Convert the records below into a numbered list with one line per entry, omitting any blank lines.

▸ Material for this exercise
※

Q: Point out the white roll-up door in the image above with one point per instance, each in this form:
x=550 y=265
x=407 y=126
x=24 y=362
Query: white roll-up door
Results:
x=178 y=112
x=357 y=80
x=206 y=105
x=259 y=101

※

▸ The solution
1. Q: Point out the white roll-up door in the image above with one point per instance, each in this form:
2. x=550 y=265
3. x=407 y=126
4. x=24 y=362
5. Query: white roll-up door
6. Results:
7. x=178 y=112
8. x=357 y=80
9. x=206 y=105
10. x=259 y=101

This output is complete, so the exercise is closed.